** start of DATASET EXCERPTS **

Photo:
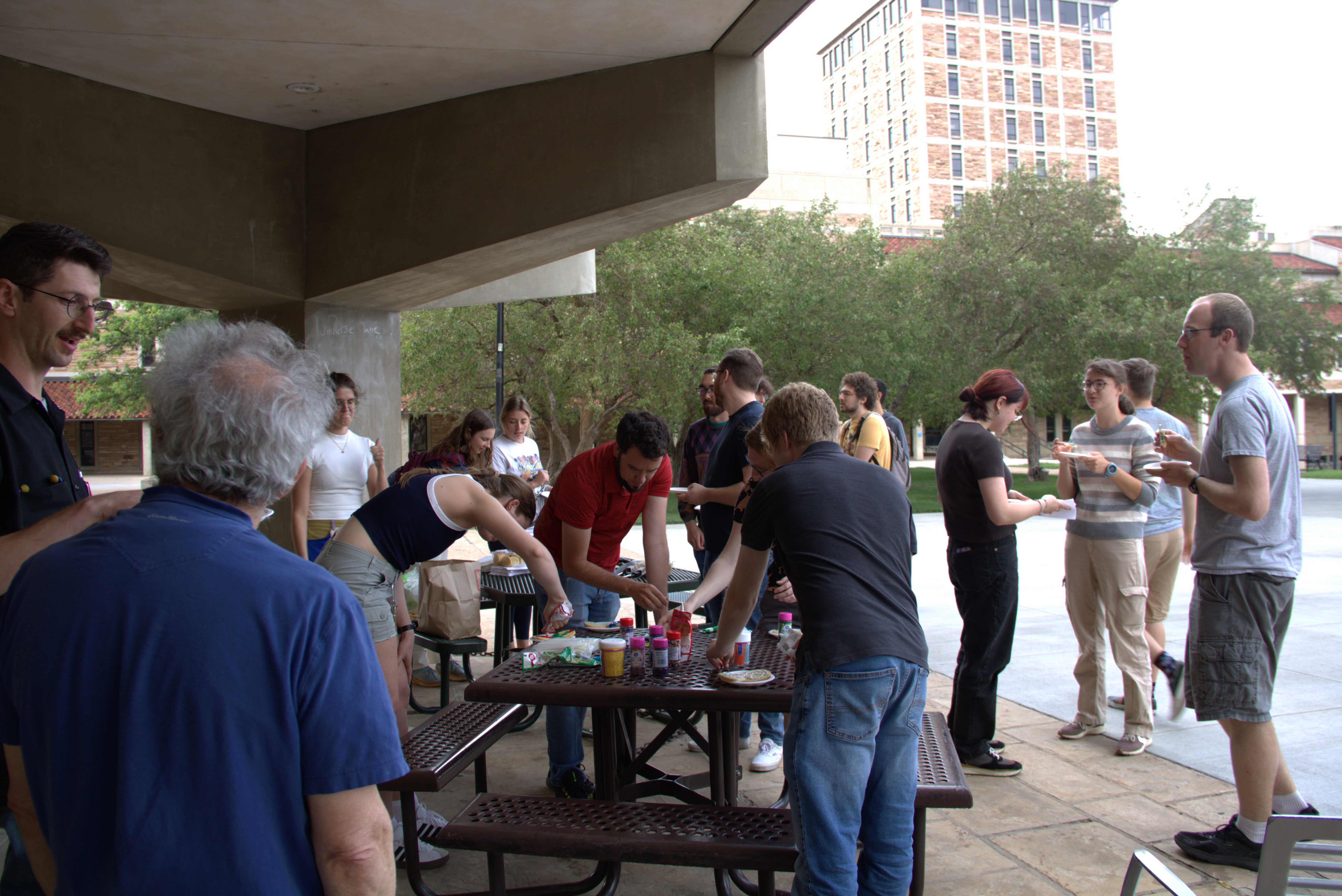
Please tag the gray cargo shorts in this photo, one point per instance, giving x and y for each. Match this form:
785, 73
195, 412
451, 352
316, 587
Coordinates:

** end of DATASET EXCERPTS **

→ **WHAT THE TASK REQUIRES**: Pull out every one of the lines above word for word, leaving out the pictures.

→ **FINISHED TASK**:
Photo:
Please tag the gray cargo shorts in this photo, one point per instance, giving x and y for each. Match this form:
785, 73
195, 412
451, 352
316, 587
Coordinates:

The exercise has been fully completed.